INSTRUCTIONS TO FOLLOW
Please give the listing again in its entirety, exactly as written.

* * * * * * *

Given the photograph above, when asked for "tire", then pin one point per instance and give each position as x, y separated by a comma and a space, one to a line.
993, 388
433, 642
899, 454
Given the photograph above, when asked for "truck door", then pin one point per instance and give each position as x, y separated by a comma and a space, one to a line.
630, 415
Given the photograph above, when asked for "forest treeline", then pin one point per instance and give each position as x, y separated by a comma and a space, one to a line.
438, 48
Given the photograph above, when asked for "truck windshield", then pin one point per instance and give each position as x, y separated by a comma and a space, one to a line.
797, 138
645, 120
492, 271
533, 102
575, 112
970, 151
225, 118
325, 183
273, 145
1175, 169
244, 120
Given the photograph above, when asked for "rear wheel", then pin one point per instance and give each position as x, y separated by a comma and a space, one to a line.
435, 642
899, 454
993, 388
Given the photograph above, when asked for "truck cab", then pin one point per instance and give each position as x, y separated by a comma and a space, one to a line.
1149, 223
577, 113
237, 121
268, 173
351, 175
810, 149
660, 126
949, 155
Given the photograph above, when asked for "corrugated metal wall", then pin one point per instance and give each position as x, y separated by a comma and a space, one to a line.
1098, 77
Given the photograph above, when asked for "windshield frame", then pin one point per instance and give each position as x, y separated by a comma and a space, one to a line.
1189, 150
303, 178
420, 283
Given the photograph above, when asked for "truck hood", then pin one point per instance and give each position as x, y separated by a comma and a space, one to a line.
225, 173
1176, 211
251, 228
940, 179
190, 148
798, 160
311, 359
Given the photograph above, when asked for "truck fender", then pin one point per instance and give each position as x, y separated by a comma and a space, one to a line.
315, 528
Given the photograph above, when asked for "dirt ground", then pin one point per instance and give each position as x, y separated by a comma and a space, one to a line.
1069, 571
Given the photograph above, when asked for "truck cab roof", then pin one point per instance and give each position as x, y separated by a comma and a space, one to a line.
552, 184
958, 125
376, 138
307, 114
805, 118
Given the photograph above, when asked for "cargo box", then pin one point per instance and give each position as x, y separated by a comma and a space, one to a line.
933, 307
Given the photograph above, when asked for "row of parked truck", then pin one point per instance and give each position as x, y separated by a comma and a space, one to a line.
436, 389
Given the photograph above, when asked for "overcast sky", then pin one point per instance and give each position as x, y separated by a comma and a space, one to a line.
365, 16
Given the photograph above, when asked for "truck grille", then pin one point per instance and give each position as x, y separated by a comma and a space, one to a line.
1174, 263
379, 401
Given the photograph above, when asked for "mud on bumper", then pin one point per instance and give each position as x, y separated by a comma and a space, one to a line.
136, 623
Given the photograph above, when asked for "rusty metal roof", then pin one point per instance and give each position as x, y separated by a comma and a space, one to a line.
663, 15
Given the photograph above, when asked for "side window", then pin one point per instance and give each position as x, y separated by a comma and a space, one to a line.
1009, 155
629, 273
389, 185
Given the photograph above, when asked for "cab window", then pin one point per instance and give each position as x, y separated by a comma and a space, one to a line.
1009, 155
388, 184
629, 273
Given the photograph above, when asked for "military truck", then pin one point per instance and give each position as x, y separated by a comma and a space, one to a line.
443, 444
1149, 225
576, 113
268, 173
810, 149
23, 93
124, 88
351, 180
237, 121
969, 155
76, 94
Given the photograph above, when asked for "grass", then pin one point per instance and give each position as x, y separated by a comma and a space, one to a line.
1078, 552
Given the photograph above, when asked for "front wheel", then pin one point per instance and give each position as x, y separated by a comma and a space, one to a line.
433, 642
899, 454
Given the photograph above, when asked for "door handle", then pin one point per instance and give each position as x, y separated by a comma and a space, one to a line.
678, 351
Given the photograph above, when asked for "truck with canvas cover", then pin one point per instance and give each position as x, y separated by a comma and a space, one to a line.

* * * * * * *

FINAL ANSWER
Given the photograph above, when asked for "tire", then pin one point per instance and give each position as x, y separated by a comma and a space, one to a line.
993, 388
433, 642
899, 454
Given the photograph above, when asked for "truck door", then pin one point per instance and give each position as x, y separated by a comma and a space, one to a line.
630, 415
Given the photograph above, when asked for "forest treeline", then pin one point per instance and give each position as x, y separated by a comma and a space, one to a line.
438, 48
Given the photograph above, when asked for "truck windshield", then pin one point per instance and give each position as x, y separated by a comma and a space, one to a line.
797, 138
645, 120
492, 271
533, 102
575, 112
970, 151
225, 118
325, 183
273, 145
1175, 169
244, 120
Given the photograph above, when asked for "rear wheel", then pin one point per instance and give each position as x, y separated by a comma and a space, one to a line.
435, 642
899, 454
993, 388
Given the photograph above, when asked for "truck cab", then pin one point per instance and give each position as x, y separated by a comma and a space, one to a line.
1149, 223
577, 113
237, 121
268, 173
351, 175
810, 149
660, 126
949, 155
Given the photograph above, when asked for "corrugated metal wall", then pin one point per instance and give each position as x, y separated by a comma and a space, one to a line.
1098, 77
Given the photograph above, when asked for "windshield frame", then pin one point per instance and give each position as x, y separated by a comma and a space, one to a line.
1189, 150
303, 178
420, 283
Given the photograph above, when asked for "truck hood", then pin one point per instance and give each position as x, y separated by a comma and a space, one to a line.
225, 173
1176, 211
251, 228
940, 179
190, 148
798, 160
311, 359
Given the photograph above, when asked for "truck fender", then pin one point per instance and give each position as x, y separated by a comma and a space, one to a line.
315, 528
Given the photograph above, when asked for "dirt ground", then pin one point per instance and give each position as x, y separated by a comma and a space, one to a line.
1069, 571
Given the photograph above, when asked for "truck cab roof", then pin one point per instance and give each position as x, y separated by a comma and a space, one to a line.
552, 184
958, 125
376, 138
307, 114
805, 118
Given the photograph above, when asked for "cargo box", then pin one point per instance and give each position as x, y separated by a comma and a space, one to a line.
933, 307
Given the photograph above, when asked for "row of parked truck", then pin one point per instance and give each position as x, y separated by a comma and a space, one to a line.
436, 389
Given the photograph above, when asked for "overcast sky", then pin one point per instance and give each position as x, y separated by a comma and a space, one to a line.
365, 16
Given the photograph above, when asked for "truck grille", then pin one point per instance and give each position as x, y separated by a comma and a space, one to a line.
1174, 263
379, 401
Given the photograph above, when asked for "mud on bumper", then pin one point per instance and give each position as x, y separated by a comma and a space, one to a line.
136, 623
Given the photograph above, when asked for "rusty metal roof", then pin one point per instance and give each position as x, y separated by a comma and a space, one to a line.
663, 15
Given the photograph above, when asked for "side window", then pin one point per instance and give each position as x, y separated by a comma and a space, one to a line.
1009, 155
629, 273
389, 185
Given the photograph above, when asked for "cab window", then pin one point per instance and give each position as x, y separated by a comma and a space, one to a line.
1009, 155
388, 184
629, 273
Given the photograph above, when asked for "military truck", then pin one point per instance and give each position as x, y separated by a comma and a space, one to a line.
443, 444
1149, 225
576, 113
268, 173
810, 149
23, 93
124, 88
351, 180
237, 121
969, 155
76, 94
Given the photograph above, when asked for "grass", then pin one point per instance and give each position as x, y separated by a comma and a space, one to a line.
1078, 552
Given the photograph above, when asked for "front wheel", then pin one point per instance and give each position as x, y separated by a comma and a space, one to a line.
433, 642
899, 454
Given the photograph above, when asked for "door handle", then pin one point per instance and give each position as x, y separated by a comma and a space, one to a line.
678, 351
Given the photograph above, when asked for "truck with canvas cover", then pin one point per instance and give each position as x, y separated by a comma and a space, one to a line.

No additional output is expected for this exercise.